[Objective]: Count the lines in the items below that contain the string "cloud", matching case exactly. Give only the number.

[Stored records]:
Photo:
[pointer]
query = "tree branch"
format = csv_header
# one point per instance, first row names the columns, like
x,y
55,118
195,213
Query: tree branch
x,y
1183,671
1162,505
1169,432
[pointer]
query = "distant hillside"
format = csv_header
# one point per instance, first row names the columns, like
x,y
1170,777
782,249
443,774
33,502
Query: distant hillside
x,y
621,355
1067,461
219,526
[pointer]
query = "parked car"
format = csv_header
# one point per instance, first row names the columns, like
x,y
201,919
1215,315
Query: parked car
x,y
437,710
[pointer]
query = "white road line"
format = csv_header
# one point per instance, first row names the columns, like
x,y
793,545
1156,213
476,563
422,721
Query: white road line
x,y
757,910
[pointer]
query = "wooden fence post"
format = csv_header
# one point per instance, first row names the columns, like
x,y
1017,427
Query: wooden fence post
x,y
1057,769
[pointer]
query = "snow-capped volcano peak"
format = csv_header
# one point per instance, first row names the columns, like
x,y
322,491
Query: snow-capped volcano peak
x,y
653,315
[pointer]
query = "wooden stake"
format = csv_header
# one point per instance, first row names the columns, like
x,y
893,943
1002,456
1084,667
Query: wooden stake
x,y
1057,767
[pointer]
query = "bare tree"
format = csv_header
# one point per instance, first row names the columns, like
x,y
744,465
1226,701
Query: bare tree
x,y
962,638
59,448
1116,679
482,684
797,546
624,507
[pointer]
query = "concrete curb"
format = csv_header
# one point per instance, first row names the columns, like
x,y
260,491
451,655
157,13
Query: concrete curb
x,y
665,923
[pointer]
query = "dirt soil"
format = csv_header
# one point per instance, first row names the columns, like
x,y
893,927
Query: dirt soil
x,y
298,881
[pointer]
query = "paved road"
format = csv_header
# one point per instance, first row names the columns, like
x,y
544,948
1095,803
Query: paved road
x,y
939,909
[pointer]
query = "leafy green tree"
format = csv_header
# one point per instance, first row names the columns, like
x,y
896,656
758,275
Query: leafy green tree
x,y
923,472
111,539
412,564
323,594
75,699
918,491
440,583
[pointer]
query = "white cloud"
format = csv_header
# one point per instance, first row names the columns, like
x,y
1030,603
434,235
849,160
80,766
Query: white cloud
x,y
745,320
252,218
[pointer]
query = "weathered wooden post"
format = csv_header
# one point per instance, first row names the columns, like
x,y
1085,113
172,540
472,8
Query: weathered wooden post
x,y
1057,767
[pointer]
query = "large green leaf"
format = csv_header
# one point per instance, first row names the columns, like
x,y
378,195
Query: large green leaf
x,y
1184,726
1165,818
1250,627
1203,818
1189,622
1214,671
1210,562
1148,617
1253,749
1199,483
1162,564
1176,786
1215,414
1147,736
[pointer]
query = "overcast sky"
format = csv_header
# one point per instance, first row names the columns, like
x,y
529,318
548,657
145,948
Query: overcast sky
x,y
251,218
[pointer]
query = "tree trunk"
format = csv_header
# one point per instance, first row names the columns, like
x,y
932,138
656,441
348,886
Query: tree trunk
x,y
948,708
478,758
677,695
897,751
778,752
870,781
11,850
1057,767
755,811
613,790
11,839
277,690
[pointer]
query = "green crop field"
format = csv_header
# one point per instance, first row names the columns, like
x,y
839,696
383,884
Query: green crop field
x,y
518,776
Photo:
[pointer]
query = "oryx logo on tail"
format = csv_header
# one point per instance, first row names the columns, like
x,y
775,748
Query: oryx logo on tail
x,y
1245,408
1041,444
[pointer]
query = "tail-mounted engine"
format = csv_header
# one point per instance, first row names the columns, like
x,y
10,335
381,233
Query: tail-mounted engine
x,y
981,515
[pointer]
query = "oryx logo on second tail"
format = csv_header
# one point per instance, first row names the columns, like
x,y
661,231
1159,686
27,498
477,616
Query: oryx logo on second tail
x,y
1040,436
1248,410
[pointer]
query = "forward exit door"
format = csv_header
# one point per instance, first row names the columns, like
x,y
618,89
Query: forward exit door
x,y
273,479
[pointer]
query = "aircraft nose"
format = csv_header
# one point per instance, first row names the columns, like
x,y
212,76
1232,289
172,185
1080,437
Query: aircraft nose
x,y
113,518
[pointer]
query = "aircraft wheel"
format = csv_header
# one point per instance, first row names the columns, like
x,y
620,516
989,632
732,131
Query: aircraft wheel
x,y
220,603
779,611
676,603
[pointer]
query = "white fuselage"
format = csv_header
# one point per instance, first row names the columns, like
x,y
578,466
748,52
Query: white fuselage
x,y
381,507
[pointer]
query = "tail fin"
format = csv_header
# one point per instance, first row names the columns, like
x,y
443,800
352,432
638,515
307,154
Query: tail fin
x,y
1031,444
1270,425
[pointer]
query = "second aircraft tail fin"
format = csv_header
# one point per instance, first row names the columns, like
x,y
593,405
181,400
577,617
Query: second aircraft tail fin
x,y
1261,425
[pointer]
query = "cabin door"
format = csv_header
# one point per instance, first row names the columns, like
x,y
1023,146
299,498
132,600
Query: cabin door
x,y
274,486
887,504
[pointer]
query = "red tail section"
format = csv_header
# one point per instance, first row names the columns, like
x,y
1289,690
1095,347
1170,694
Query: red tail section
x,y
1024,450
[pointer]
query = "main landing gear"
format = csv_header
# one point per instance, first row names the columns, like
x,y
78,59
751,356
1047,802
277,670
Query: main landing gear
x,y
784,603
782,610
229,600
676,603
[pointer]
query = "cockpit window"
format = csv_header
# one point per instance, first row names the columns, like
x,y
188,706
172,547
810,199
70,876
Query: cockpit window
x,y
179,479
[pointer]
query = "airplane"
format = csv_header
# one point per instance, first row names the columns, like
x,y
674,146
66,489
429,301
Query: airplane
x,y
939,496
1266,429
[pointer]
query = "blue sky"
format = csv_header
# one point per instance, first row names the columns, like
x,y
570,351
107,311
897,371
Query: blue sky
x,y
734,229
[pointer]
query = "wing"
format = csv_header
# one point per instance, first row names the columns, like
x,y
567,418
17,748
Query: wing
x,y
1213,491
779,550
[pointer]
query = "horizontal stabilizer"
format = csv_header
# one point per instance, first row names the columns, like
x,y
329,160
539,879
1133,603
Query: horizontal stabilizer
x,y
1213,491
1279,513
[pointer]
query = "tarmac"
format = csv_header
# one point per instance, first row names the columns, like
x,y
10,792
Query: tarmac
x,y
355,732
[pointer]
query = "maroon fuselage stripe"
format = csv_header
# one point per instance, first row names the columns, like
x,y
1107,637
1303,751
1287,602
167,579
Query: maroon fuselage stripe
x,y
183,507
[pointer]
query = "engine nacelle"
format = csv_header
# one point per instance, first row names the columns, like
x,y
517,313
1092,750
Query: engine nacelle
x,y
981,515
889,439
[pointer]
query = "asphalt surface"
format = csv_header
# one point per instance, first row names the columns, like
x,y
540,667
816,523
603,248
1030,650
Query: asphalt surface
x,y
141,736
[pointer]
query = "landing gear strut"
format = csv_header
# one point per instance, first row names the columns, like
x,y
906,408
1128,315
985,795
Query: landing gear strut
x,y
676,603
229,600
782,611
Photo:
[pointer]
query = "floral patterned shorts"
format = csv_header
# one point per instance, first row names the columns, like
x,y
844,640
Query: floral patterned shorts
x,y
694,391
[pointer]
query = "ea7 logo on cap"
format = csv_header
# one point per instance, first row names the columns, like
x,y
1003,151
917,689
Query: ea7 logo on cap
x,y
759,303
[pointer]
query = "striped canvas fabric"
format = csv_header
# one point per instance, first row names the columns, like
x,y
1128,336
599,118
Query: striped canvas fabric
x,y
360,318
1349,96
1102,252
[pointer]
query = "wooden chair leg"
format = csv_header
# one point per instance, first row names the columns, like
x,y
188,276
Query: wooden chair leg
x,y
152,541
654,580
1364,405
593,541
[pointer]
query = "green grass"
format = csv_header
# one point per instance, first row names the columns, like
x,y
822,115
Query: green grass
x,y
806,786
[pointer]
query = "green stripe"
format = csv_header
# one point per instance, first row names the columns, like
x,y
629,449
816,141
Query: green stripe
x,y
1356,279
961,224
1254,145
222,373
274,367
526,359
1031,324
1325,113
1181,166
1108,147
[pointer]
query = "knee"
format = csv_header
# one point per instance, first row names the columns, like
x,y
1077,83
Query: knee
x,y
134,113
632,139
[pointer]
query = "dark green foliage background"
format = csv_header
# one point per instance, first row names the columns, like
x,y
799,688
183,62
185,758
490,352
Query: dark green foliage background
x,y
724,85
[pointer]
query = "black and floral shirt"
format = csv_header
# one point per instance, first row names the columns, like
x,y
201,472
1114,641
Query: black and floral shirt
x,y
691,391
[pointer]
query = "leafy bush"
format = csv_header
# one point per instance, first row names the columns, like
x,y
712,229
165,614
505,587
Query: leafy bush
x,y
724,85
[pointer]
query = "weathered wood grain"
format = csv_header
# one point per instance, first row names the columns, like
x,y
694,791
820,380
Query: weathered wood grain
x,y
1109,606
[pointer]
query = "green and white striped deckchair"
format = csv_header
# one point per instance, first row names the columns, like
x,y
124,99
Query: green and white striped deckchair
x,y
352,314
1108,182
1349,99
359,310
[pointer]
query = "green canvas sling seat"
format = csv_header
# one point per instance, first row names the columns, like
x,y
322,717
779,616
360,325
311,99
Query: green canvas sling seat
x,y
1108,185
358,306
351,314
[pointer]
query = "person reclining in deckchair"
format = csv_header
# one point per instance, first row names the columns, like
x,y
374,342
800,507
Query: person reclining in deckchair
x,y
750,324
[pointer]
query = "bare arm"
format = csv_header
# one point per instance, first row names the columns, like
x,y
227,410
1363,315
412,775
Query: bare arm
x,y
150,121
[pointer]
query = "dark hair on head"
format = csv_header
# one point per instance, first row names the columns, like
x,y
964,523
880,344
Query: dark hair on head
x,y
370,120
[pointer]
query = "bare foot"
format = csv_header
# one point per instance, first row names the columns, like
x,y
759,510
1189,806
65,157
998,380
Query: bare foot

[Solution for this problem]: 2